**AIM OF THE EXERCISE:** An exact copy of the entries below is the expected answer.
-- SOURCE MATERIAL follows --
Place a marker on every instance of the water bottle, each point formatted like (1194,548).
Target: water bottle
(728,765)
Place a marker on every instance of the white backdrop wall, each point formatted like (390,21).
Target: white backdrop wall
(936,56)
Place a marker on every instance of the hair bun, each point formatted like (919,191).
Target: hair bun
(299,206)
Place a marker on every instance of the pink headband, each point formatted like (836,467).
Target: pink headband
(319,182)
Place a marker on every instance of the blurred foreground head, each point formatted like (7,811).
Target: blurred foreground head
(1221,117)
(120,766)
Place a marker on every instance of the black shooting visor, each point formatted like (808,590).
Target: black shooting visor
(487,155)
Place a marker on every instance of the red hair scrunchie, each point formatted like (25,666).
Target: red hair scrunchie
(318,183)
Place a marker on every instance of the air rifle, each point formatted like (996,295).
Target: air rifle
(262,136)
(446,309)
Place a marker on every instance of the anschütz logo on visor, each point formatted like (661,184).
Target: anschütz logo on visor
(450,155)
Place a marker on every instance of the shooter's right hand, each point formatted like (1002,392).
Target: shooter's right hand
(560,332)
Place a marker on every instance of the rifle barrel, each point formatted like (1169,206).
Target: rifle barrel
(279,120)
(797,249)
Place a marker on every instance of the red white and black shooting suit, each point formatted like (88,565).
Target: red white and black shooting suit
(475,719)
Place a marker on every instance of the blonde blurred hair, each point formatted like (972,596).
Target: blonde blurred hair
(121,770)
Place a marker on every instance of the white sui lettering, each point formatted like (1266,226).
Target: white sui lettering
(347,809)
-- SOURCE MATERIAL concluded --
**OUTPUT FOR THIS EXERCISE:**
Place a marker on every instance of the water bottle, each point formatted like (1194,548).
Target: water bottle
(728,765)
Place a marker on every instance of the white backdrop wall, each point formatted like (390,21).
Target: white backdrop wall
(936,56)
Place a marker on every instance of the hair bun, each point formatted like (919,191).
Target: hair bun
(299,206)
Place a marker on every instance of the pink headband, each point formatted like (836,467).
Target: pink headband
(319,182)
Place a marker on every instance of the blurred foreground head, each point formatted like (7,811).
Target: blurred foreground head
(1221,117)
(120,766)
Place a marker on every instance of the black shooting visor, each point formatted like (808,590).
Target: black shooting visor
(487,155)
Place a marker on every instance of the red hair scrunchie, each point formatted like (25,666).
Target: red hair scrunchie
(318,183)
Place a marker on every instance of the air rifle, each point formatted like (996,295).
Target: air rifle
(262,136)
(446,309)
Place a marker on every instance of the anschütz logo on visor, each point formatted like (661,184).
Target: anschütz logo on visor
(450,155)
Place a marker on every instance of the shooter's right hand, each point formatted like (1002,392).
Target: shooter's right hand
(560,332)
Place a marker on every instance of the rifle barrel, each point formatted like (1169,206).
Target: rifle barrel
(279,120)
(797,249)
Place a marker on every instance of the red white and black shooting suit, each point formatted like (88,565).
Target: red white and black shooting suit
(475,719)
Place a marker on every instance of the blonde blurred hair, each point formatted like (972,596).
Target: blonde blurred hair
(121,770)
Place a marker on every instance of the white sui lettering, each point formatted like (1266,226).
Target: white sui lettering
(347,809)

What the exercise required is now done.